(Dataset entries)

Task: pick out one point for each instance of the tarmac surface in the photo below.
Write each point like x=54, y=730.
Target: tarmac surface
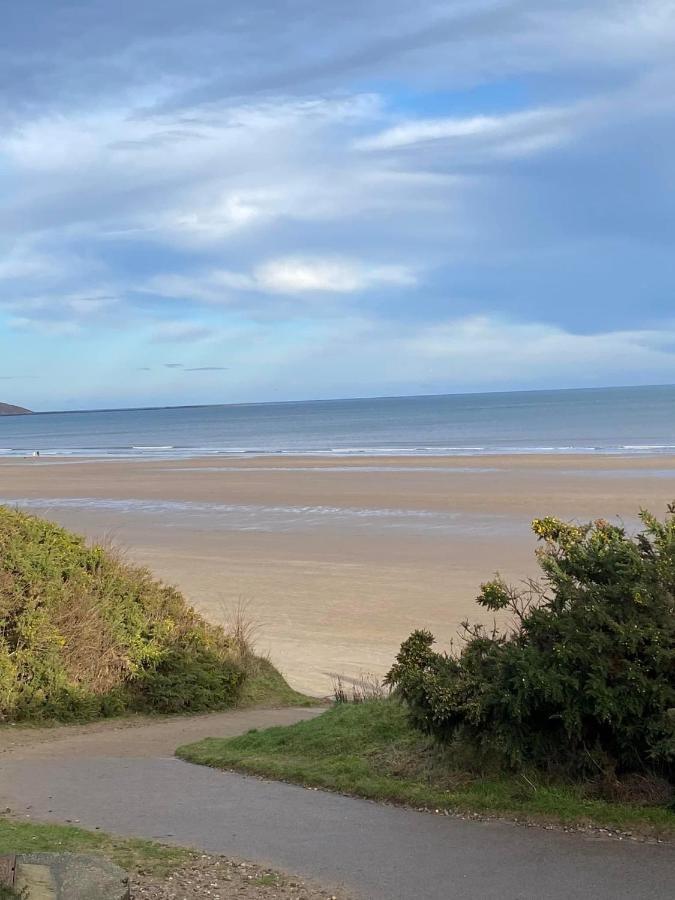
x=124, y=780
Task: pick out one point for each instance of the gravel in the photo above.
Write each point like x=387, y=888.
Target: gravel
x=215, y=878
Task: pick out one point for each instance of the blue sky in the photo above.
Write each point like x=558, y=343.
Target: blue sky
x=208, y=202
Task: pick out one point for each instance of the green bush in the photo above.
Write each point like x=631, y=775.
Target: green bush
x=584, y=675
x=83, y=634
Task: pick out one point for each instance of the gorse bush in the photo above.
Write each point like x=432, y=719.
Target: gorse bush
x=584, y=675
x=82, y=634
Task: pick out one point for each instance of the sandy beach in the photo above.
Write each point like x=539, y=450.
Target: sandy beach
x=337, y=559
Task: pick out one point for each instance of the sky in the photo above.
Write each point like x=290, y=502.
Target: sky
x=213, y=202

TASK GOAL:
Your answer must be the lines above from the one containing "Target: gorse bush" to the one containing "Write each point like x=290, y=502.", both included, restated word for word.

REPLY:
Target: gorse bush
x=584, y=675
x=82, y=634
Task: pick out one point for each instance of the sandy beach in the photo above.
Write each point like x=539, y=450.
Target: sandy beach
x=337, y=559
Task: pick out one point for each instance of the sky in the photo above.
Write each point like x=290, y=502.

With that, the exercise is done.